_GIVEN PASSAGE_.
▼▼▼

Gillette's "The Best a Man Can Get" Ad is Fab & Reinforces the Work to Do

The new Gillette razor ad says a lot we need to hear - and some aren't happy

I didn’t expect an ad for razors to make me cry, but here we are. The new “Best a Man Can Get” campaign put out by Gillette features a video encouraging men to speak out against toxic masculinity, be supportive of other men, call out men who are contributing to the culture of toxic masculinity, and to stand up to bullies. I watched it prepared to see a well-done ad. I finished it in tears. It gave me hope for a future in which all genders feel safe, physically and emotionally. It made me think that maybe gears are finally shifting. It heartened me so much to see men portrayed as a driving force to combat misogyny instead of women and non-binary people taking the lead trying to change the hearts and minds of men. I really felt good about the world after watching it.

Then I signed on to Twitter this morning and realized that toxic masculinity is alive and well. If there was ever any doubt of the need for this ad, read any post on social media about it. Comment after comment of men feeling “attacked” as though the ad were anti-men. Before I finished my morning coffee, I had been called fat and ugly and told to get on a treadmill once in a while; that I was teaching my sons to be rapists; that maybe men should make a razor ad for women calling them gold diggers, emotionally manipulative, and naggers; and any number of other horrible sexist things, simply for stating I thought the ad sent a wonderful message.

▲▲▲

_EXERCISE PROMPT_. Reproduce word for word the stretch of the Gillette ad post from "Then I signed" through "a wonderful message.". Work only from the Gillette ad post itself.

_GIVEN INFORMATION_.

▼▼▼

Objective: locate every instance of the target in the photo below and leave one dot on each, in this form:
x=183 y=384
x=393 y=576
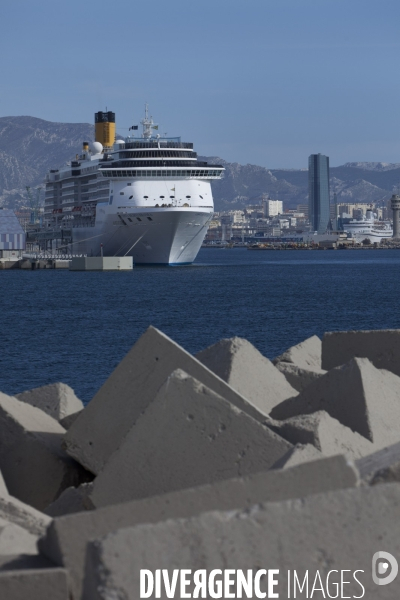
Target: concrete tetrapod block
x=20 y=527
x=57 y=400
x=100 y=428
x=72 y=500
x=298 y=378
x=382 y=466
x=306 y=355
x=67 y=421
x=325 y=433
x=67 y=537
x=298 y=455
x=381 y=347
x=33 y=465
x=188 y=435
x=326 y=533
x=35 y=584
x=3 y=487
x=360 y=396
x=250 y=373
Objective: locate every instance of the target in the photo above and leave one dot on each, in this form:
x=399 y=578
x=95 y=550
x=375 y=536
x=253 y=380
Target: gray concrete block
x=381 y=347
x=325 y=433
x=67 y=537
x=298 y=455
x=12 y=562
x=35 y=584
x=360 y=396
x=331 y=532
x=34 y=467
x=100 y=428
x=298 y=378
x=382 y=466
x=187 y=436
x=250 y=373
x=306 y=355
x=72 y=500
x=57 y=400
x=20 y=527
x=3 y=487
x=16 y=512
x=15 y=539
x=67 y=421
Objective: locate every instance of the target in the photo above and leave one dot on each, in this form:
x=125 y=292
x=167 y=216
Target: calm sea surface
x=76 y=327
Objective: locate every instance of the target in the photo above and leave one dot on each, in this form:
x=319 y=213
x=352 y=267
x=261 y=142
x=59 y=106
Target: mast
x=148 y=124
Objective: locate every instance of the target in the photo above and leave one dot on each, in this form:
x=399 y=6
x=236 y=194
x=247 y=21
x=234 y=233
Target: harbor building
x=12 y=236
x=395 y=204
x=318 y=192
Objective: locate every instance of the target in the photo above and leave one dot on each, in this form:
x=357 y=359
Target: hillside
x=29 y=147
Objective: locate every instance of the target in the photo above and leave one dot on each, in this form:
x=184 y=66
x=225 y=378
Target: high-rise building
x=271 y=208
x=318 y=192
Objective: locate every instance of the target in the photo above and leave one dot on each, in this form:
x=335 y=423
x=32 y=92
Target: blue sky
x=266 y=82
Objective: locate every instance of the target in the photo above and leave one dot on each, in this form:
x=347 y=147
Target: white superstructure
x=148 y=197
x=367 y=228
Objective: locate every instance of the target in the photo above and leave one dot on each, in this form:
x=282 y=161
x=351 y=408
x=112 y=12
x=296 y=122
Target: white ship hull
x=374 y=235
x=149 y=198
x=171 y=237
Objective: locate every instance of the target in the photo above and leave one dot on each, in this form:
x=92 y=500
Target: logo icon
x=384 y=568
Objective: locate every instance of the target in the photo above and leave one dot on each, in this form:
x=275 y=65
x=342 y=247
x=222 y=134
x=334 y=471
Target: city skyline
x=318 y=192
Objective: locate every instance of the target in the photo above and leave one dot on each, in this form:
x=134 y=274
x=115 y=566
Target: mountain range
x=29 y=147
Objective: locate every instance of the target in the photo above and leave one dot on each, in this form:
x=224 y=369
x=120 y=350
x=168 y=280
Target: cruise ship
x=367 y=228
x=147 y=197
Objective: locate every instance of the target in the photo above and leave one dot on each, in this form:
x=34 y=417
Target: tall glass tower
x=318 y=192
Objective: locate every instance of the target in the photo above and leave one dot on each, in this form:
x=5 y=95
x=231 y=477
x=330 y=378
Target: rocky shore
x=223 y=460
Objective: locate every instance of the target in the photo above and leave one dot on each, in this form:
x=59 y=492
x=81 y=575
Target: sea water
x=75 y=327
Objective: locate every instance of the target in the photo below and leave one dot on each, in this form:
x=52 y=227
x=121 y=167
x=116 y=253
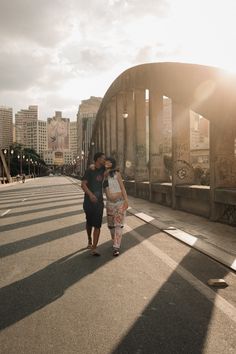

▲▲▲

_EXERCISE OUTPUT_.
Then I signed on to Twitter this morning and realized that toxic masculinity is alive and well. If there was ever any doubt of the need for this ad, read any post on social media about it. Comment after comment of men feeling “attacked” as though the ad were anti-men. Before I finished my morning coffee, I had been called fat and ugly and told to get on a treadmill once in a while; that I was teaching my sons to be rapists; that maybe men should make a razor ad for women calling them gold diggers, emotionally manipulative, and naggers; and any number of other horrible sexist things, simply for stating I thought the ad sent a wonderful message.